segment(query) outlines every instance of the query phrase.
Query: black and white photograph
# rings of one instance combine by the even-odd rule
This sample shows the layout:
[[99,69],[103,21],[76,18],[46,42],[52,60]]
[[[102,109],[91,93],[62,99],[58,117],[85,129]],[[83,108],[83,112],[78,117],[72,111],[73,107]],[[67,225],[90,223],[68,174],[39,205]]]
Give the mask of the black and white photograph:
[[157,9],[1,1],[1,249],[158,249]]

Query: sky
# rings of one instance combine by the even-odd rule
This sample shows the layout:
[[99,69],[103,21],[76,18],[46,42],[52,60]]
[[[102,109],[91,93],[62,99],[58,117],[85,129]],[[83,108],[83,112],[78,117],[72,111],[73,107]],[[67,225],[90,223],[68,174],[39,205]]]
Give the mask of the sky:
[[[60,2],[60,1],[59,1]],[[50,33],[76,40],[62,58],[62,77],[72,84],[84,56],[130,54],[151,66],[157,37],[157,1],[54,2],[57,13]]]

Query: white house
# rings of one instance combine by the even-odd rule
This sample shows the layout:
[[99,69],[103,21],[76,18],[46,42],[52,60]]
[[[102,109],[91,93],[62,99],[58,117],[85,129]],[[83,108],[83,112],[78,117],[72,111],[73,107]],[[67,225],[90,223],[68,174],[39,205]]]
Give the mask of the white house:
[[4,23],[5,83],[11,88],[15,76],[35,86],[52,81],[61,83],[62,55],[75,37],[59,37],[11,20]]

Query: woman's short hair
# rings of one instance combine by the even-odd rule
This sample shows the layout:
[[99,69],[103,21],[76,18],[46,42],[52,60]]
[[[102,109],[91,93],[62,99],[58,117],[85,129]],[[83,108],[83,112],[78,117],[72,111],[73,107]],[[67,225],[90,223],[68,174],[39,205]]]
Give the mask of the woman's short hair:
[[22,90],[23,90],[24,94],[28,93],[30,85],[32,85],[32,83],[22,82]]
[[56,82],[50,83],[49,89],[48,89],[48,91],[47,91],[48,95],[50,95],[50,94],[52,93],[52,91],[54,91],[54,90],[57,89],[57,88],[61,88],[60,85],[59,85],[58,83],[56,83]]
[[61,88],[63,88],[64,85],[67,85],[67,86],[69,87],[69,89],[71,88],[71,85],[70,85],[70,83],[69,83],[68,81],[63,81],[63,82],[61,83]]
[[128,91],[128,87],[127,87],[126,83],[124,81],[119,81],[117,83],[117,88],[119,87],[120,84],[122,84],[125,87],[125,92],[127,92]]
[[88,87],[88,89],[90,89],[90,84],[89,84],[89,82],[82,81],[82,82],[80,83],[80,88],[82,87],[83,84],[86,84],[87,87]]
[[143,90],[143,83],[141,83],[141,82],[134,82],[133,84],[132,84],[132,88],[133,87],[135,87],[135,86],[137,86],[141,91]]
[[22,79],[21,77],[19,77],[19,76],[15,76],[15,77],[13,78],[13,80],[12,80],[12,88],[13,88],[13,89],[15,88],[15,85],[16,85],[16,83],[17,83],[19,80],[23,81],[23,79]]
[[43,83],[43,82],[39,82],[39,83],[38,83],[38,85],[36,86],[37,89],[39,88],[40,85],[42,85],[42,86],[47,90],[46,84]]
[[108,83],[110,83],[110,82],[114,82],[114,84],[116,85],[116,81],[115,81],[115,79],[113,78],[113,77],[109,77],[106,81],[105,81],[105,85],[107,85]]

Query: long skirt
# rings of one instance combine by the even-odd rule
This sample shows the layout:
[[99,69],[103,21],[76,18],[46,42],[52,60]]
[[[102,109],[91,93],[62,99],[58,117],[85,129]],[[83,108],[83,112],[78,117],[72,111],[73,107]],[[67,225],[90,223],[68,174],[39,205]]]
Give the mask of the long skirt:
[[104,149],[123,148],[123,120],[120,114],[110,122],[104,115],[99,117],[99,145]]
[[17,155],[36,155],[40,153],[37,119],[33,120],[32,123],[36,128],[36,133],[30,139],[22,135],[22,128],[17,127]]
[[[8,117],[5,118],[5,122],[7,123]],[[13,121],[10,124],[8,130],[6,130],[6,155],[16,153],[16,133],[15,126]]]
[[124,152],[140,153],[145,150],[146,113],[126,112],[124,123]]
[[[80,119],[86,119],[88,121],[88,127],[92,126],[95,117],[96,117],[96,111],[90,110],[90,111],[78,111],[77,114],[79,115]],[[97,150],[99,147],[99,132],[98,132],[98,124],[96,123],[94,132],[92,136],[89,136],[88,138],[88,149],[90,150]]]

• _GOAL OF THE EXERCISE_
Lay out each line of the data above as a Markdown table with two columns, Index for the row number and Entry for the line itself, and skip blank lines.

• _SOLUTION TO THIS EXERCISE_
| Index | Entry |
|---|---|
| 1 | segment(query) outlines every instance of the query phrase. |
| 2 | Query: black and white photograph |
| 3 | # rings of one instance combine by the even-odd rule |
| 4 | This sample shows the layout: |
| 5 | [[99,69],[103,21],[76,18],[46,42],[52,60]] |
| 6 | [[[102,109],[91,93],[62,99],[58,117],[85,129]],[[83,108],[83,112],[78,117],[72,111],[73,107]],[[67,225],[90,223],[68,174],[39,205]]] |
| 7 | Give the mask of the black and white photograph: |
| 8 | [[157,9],[1,1],[1,249],[158,249]] |
| 9 | Query: sky |
| 10 | # rings of one instance combine by the even-odd rule |
| 11 | This sample shows the layout: |
| 12 | [[99,69],[103,21],[76,18],[46,42],[52,60]] |
| 13 | [[[102,109],[91,93],[62,99],[58,117],[85,129]],[[83,108],[83,112],[78,117],[72,111],[73,107]],[[67,225],[90,223],[68,174],[39,205]]] |
| 14 | Give the mask of the sky: |
| 15 | [[[60,2],[60,1],[59,1]],[[50,33],[76,40],[62,58],[62,77],[72,84],[84,56],[130,54],[151,66],[157,37],[157,1],[54,2],[57,13]]] |
| 16 | Query: white house |
| 17 | # rings of one instance combine by the even-odd rule |
| 18 | This sample shows the layout: |
| 19 | [[99,69],[103,21],[76,18],[46,42],[52,60]] |
| 20 | [[[102,109],[91,93],[62,99],[58,117],[85,129]],[[83,108],[83,112],[78,117],[72,111],[73,107]],[[67,225],[90,223],[68,174],[39,205]]] |
| 21 | Give the mask of the white house: |
| 22 | [[4,23],[5,83],[11,88],[15,76],[35,86],[52,81],[61,83],[62,55],[75,37],[59,37],[11,20]] |
| 23 | Query: woman's short hair |
| 24 | # rings of one instance combine by the even-odd rule |
| 25 | This sample shows the layout: |
| 26 | [[99,69],[103,21],[76,18],[46,42],[52,60]] |
| 27 | [[[102,109],[91,93],[62,99],[58,117],[85,129]],[[83,108],[83,112],[78,117],[72,111],[73,107]],[[67,225],[90,223],[68,174],[39,205]]] |
| 28 | Give the mask of the woman's short hair: |
| 29 | [[22,90],[23,90],[24,94],[28,93],[30,85],[32,85],[32,83],[22,82]] |
| 30 | [[56,82],[50,83],[49,89],[48,89],[48,91],[47,91],[48,95],[50,95],[50,94],[52,93],[52,91],[54,91],[54,90],[57,89],[57,88],[61,88],[60,85],[59,85],[58,83],[56,83]] |
| 31 | [[61,88],[63,88],[64,85],[67,85],[67,86],[69,87],[69,89],[71,88],[71,85],[70,85],[70,83],[69,83],[68,81],[63,81],[63,82],[61,83]] |
| 32 | [[128,91],[128,87],[127,87],[126,83],[124,81],[119,81],[117,83],[117,88],[119,87],[120,84],[122,84],[125,87],[125,92],[127,92]] |
| 33 | [[88,87],[88,89],[90,89],[90,84],[89,84],[89,82],[82,81],[82,82],[80,83],[80,88],[82,87],[83,84],[86,84],[87,87]] |
| 34 | [[143,90],[143,83],[141,83],[141,82],[134,82],[133,84],[132,84],[132,88],[133,87],[135,87],[135,86],[137,86],[141,91]] |
| 35 | [[22,79],[21,77],[19,77],[19,76],[15,76],[15,77],[13,78],[13,80],[12,80],[12,88],[13,88],[13,89],[15,88],[15,85],[16,85],[16,83],[17,83],[19,80],[23,81],[23,79]] |
| 36 | [[43,83],[43,82],[39,82],[39,83],[38,83],[38,85],[36,86],[37,89],[39,88],[40,85],[42,85],[42,86],[47,90],[46,84]] |
| 37 | [[108,83],[110,83],[110,82],[114,82],[114,84],[116,85],[116,81],[115,81],[115,79],[113,78],[113,77],[109,77],[106,81],[105,81],[105,85],[107,85]] |
| 38 | Query: long skirt |
| 39 | # rings of one instance combine by the even-odd rule |
| 40 | This sample shows the layout: |
| 41 | [[99,69],[103,21],[76,18],[46,42],[52,60]] |
| 42 | [[[102,109],[91,93],[62,99],[58,117],[85,129]],[[83,108],[83,112],[78,117],[72,111],[73,107]],[[67,225],[90,223],[68,174],[39,205]]] |
| 43 | Give the mask of the long skirt: |
| 44 | [[104,149],[123,148],[123,120],[120,114],[110,122],[104,115],[99,117],[99,145]] |
| 45 | [[17,155],[36,155],[40,153],[37,119],[33,120],[32,123],[36,128],[36,133],[30,139],[22,135],[22,128],[17,127]] |
| 46 | [[[8,117],[5,118],[5,122],[7,123]],[[13,121],[10,124],[8,130],[6,130],[6,155],[16,153],[16,133],[15,126]]] |
| 47 | [[124,152],[140,153],[145,150],[146,113],[126,112],[124,123]] |
| 48 | [[[80,119],[86,119],[88,121],[88,127],[92,126],[95,117],[96,117],[96,111],[90,110],[90,111],[78,111],[77,114],[79,115]],[[97,150],[99,147],[99,132],[98,132],[98,124],[96,123],[94,132],[92,136],[89,136],[88,138],[88,149],[90,150]]] |